Task instructions:
a. In the email exchange about license terms, why does Marcin Borkowski say "wrong" would have been a better word than "evil"? Answer in one to three sentences.
b. According to the reply in the email exchange about license terms, what does the word "politic" mean?
c. Proceed with the email exchange about license terms, continuing the reply from its last sentence.
>> Start Text section
Date: Wed, 19 Aug 2015 17:00:11 +0100
User-agent: Gnus/5.13 (Gnus v5.13) Emacs/24.5 (gnu/linux)

Marcin Borkowski <mbork@mbork.pl> writes:
>> In general, if you are asking for advice on what you can and cannot do,
>> and do not want to get into a big license battle (god knows, there have
>> been enough of this), it's probably politic to avoid use of terms such
>> as "evil" for any licence.
>
> Well, I do not want to be politic;-).  I not only don't care about the
> so-called "political correctness", I deliberately violate it if I can.
>
> I probably should have said "wrong" instead of evil, though, since
> I meant the rather technical sense "violating moral principles" (well,
> not exactly violating, but close to - I lack a good English word for
> what I have in mind).

The word "politic" means "sensible in the circumstances" and is not the
same as political correctness. I wouldn't conflate the two.
>> End Text section
>> Start Dataset
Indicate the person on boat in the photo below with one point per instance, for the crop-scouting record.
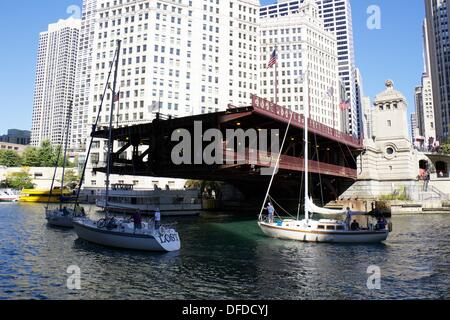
(348, 218)
(354, 226)
(271, 211)
(137, 219)
(381, 224)
(157, 219)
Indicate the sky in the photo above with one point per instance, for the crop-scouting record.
(395, 51)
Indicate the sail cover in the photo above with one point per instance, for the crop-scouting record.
(312, 208)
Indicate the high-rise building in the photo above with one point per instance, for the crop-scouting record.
(359, 96)
(55, 80)
(307, 69)
(337, 18)
(17, 137)
(425, 106)
(177, 58)
(414, 127)
(438, 46)
(80, 129)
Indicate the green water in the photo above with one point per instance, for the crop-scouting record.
(222, 257)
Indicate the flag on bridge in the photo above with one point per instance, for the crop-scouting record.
(345, 105)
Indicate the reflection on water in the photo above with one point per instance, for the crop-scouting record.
(222, 257)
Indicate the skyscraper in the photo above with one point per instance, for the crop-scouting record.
(337, 18)
(438, 45)
(178, 58)
(55, 80)
(307, 69)
(80, 128)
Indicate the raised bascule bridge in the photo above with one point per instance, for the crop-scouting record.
(332, 163)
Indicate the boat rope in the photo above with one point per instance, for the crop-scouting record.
(94, 128)
(318, 164)
(276, 165)
(276, 203)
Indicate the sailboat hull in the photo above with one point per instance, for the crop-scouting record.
(299, 234)
(126, 240)
(57, 218)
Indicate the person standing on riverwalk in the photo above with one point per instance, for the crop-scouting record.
(426, 182)
(157, 219)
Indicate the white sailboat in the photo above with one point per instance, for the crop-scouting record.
(323, 230)
(122, 233)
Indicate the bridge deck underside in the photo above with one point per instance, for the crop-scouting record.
(151, 149)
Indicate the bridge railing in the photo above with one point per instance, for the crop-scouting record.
(267, 160)
(275, 111)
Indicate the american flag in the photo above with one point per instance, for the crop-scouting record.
(117, 97)
(345, 105)
(273, 59)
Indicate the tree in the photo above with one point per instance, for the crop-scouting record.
(9, 158)
(30, 157)
(19, 180)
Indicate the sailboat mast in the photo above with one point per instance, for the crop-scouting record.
(110, 142)
(306, 153)
(69, 112)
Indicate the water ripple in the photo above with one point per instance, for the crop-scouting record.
(222, 258)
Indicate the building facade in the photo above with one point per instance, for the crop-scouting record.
(55, 80)
(15, 136)
(389, 163)
(438, 45)
(425, 106)
(307, 64)
(337, 18)
(80, 130)
(415, 133)
(177, 59)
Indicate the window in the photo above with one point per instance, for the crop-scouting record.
(390, 151)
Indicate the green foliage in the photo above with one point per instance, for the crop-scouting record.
(18, 180)
(30, 157)
(399, 195)
(9, 158)
(46, 154)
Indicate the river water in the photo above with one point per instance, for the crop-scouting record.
(222, 257)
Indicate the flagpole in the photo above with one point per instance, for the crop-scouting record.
(276, 82)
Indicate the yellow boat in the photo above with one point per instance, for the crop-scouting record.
(35, 195)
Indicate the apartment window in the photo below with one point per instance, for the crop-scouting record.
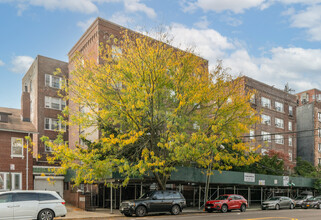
(265, 102)
(290, 110)
(266, 119)
(266, 136)
(279, 107)
(16, 147)
(290, 125)
(53, 124)
(47, 146)
(290, 155)
(290, 141)
(279, 123)
(13, 183)
(279, 139)
(252, 134)
(54, 103)
(53, 81)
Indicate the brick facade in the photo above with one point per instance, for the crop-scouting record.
(273, 128)
(34, 83)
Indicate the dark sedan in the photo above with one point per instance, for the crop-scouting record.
(154, 201)
(313, 202)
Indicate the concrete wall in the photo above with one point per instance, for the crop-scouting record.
(305, 140)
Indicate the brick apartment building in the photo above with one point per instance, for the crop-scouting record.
(41, 85)
(277, 109)
(309, 126)
(16, 160)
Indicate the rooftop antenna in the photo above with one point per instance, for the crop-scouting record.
(288, 89)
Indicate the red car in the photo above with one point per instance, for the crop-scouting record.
(226, 202)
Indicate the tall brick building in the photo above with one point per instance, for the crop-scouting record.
(309, 126)
(277, 127)
(40, 88)
(16, 161)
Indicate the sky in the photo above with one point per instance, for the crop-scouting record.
(273, 41)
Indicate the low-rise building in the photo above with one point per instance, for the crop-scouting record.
(15, 150)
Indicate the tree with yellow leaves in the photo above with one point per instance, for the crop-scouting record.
(156, 107)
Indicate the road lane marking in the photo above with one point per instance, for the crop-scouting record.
(270, 218)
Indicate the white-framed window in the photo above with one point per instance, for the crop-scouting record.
(266, 119)
(10, 182)
(279, 123)
(279, 106)
(252, 99)
(290, 125)
(53, 124)
(53, 81)
(47, 147)
(290, 141)
(266, 136)
(16, 147)
(290, 110)
(290, 155)
(279, 139)
(252, 134)
(265, 102)
(54, 103)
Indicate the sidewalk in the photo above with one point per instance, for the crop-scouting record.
(74, 213)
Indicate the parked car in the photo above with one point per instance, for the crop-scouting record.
(41, 205)
(154, 201)
(278, 202)
(226, 203)
(298, 200)
(312, 202)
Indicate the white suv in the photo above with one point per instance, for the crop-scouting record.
(41, 205)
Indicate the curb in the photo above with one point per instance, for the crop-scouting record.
(120, 215)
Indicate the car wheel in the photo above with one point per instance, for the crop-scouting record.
(243, 208)
(140, 211)
(46, 214)
(224, 208)
(175, 210)
(128, 214)
(292, 206)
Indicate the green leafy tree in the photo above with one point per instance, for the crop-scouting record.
(156, 107)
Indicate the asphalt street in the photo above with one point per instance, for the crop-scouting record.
(296, 214)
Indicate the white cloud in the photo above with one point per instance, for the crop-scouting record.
(121, 19)
(137, 6)
(203, 23)
(85, 24)
(209, 43)
(223, 5)
(309, 19)
(21, 64)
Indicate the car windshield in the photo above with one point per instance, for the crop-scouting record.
(146, 195)
(273, 199)
(311, 199)
(222, 198)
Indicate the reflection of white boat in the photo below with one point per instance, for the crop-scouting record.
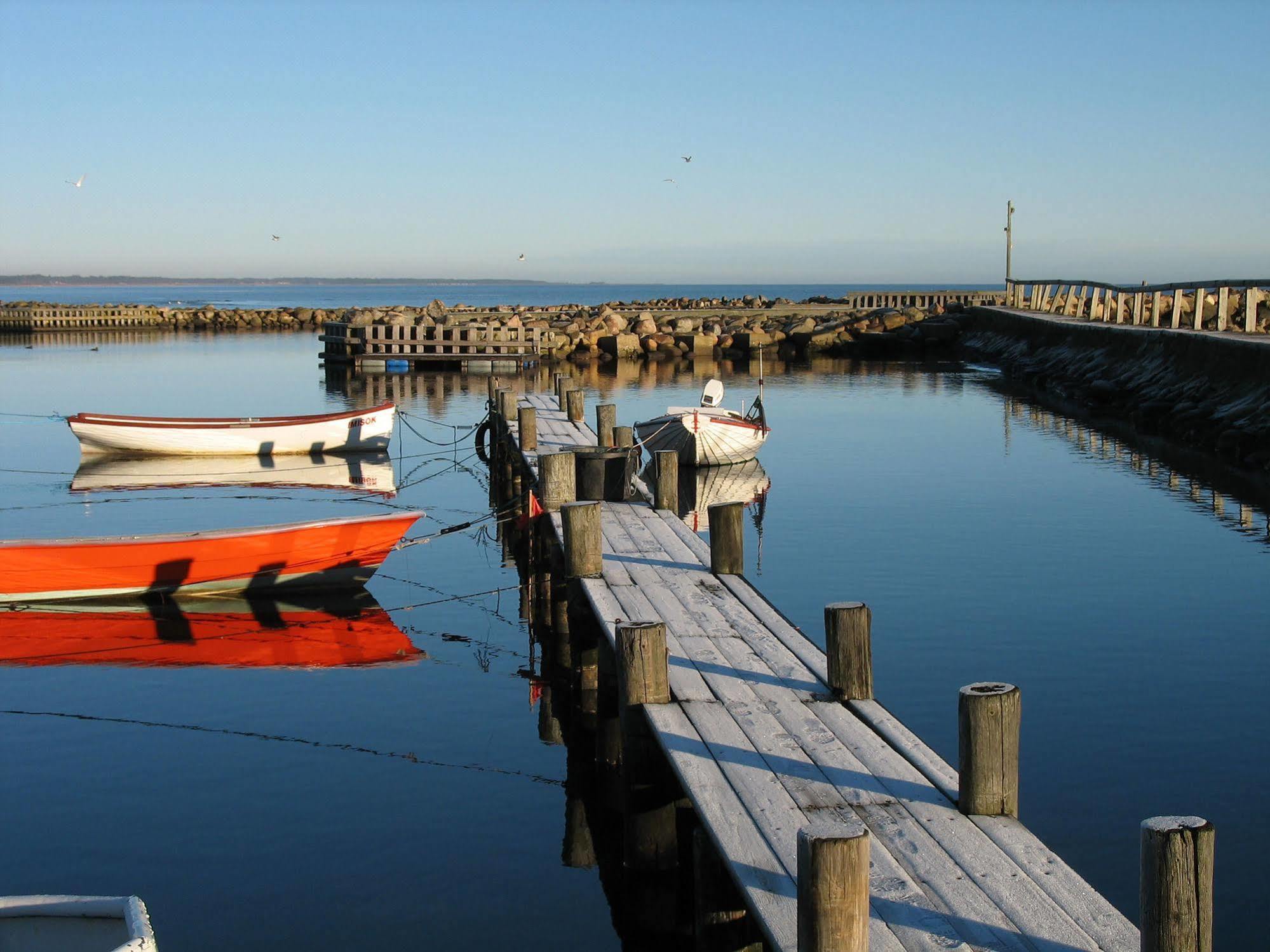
(366, 473)
(699, 490)
(75, 925)
(708, 434)
(346, 432)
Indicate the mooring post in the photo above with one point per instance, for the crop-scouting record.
(583, 555)
(606, 418)
(1177, 889)
(557, 480)
(576, 404)
(727, 539)
(850, 650)
(666, 494)
(989, 716)
(834, 888)
(527, 427)
(643, 678)
(507, 404)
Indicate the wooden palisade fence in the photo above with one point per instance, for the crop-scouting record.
(1221, 305)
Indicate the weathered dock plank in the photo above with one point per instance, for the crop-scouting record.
(762, 749)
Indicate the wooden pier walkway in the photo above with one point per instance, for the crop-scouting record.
(760, 744)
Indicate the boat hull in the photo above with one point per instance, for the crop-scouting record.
(332, 554)
(704, 438)
(206, 631)
(64, 923)
(352, 432)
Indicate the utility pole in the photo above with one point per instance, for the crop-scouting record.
(1010, 235)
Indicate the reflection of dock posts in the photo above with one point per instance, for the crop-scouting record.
(989, 715)
(1177, 885)
(719, 917)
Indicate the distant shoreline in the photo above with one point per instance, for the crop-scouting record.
(19, 281)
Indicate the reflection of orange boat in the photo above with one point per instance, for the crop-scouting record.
(304, 555)
(206, 631)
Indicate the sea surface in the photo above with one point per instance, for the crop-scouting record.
(325, 296)
(419, 801)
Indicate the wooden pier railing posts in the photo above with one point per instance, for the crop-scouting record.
(849, 648)
(826, 813)
(727, 539)
(606, 419)
(576, 400)
(667, 479)
(989, 718)
(1225, 305)
(1177, 895)
(834, 888)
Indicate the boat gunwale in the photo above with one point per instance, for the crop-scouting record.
(202, 423)
(243, 532)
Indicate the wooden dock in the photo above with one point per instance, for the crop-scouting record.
(765, 748)
(372, 345)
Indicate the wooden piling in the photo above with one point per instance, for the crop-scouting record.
(719, 917)
(849, 649)
(727, 539)
(989, 716)
(527, 427)
(507, 404)
(1177, 887)
(666, 494)
(834, 888)
(643, 678)
(606, 418)
(583, 556)
(557, 480)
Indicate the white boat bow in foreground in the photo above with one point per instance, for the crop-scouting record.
(346, 432)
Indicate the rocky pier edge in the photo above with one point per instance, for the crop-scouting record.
(1205, 391)
(656, 329)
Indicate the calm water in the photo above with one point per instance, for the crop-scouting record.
(992, 541)
(417, 295)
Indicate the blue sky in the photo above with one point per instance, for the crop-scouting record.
(831, 142)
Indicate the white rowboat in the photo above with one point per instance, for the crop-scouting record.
(347, 432)
(75, 925)
(706, 434)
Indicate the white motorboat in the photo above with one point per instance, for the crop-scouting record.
(346, 432)
(75, 925)
(708, 434)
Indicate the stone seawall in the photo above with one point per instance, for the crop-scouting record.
(1205, 390)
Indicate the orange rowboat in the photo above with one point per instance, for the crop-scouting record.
(205, 631)
(258, 560)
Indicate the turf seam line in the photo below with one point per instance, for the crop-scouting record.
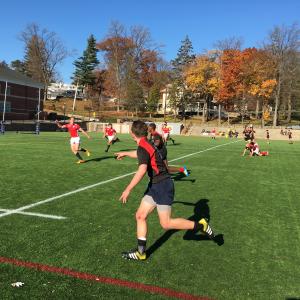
(102, 279)
(34, 214)
(22, 208)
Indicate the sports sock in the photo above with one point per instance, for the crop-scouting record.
(198, 226)
(142, 245)
(78, 156)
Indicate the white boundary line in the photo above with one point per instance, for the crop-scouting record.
(34, 214)
(21, 209)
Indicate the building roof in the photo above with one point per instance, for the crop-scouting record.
(12, 76)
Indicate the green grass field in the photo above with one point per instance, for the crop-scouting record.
(253, 203)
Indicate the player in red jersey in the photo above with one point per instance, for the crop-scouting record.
(166, 133)
(157, 140)
(75, 139)
(213, 134)
(111, 135)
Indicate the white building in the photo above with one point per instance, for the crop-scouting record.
(60, 89)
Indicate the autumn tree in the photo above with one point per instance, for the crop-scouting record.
(18, 65)
(86, 65)
(116, 48)
(184, 58)
(202, 78)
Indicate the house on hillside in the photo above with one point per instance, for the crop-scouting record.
(20, 95)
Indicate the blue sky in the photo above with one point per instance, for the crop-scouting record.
(168, 21)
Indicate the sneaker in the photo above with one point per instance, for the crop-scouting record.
>> End Dataset
Answers to the exercise:
a. Marcin Borkowski meant the rather technical sense "violating moral principles," or something close to it. "Wrong" would have fit that meaning better than "evil."

b. It means "sensible in the circumstances."

c.
There are two questions at hand, though, one technical and one ethical.
If you want to get an answer to your technical question, I wouldn't
conflate the ethical question, is all I am suggesting.

>>> Does it mean that the famous issue "Is Emacs a program, or an OS" is of
>>> critical importance here?
>>
>> No. While your legal system may take a different opinion on this, the
>> FSF has a relatively explicit meaning to this statement. You can run
>> Emacs on the same OS as propietary software, yet alone GPLv2 software.
>> If two libraries communicate only through a file system, or a pipe, or
>> do not communicate at all, then there is no combined work, just
>> "aggregation". If there is a direct function call in the same VM (lisp
>> or otherwise), there is a combined work.
>
> Thanks for the clarification, though I would still maintain that it
> seems a bit hazy.  I'm not in the mood to start another battle on such
> a minor issue, happily;-).

GPL is a legal document. The law is not based around precise
specifications, but around notions of case law and reasonableness. It is hazy.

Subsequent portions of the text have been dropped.